[Task objective] Type out the data again, word for word and in full.

[Records supplied]
★ ★ ★ ★ ★ ★ ★

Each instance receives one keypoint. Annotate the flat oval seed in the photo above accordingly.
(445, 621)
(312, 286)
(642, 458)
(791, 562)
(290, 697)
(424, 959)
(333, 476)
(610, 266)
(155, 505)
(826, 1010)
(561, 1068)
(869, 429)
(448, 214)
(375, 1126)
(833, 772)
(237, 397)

★ ★ ★ ★ ★ ★ ★

[Task output]
Each instance receives one keypoint. Annotate the flat oval seed in the photo above accordingly.
(445, 621)
(312, 286)
(642, 458)
(791, 562)
(290, 697)
(424, 959)
(333, 476)
(610, 266)
(155, 505)
(826, 1010)
(561, 1068)
(869, 429)
(448, 214)
(375, 1126)
(833, 772)
(237, 397)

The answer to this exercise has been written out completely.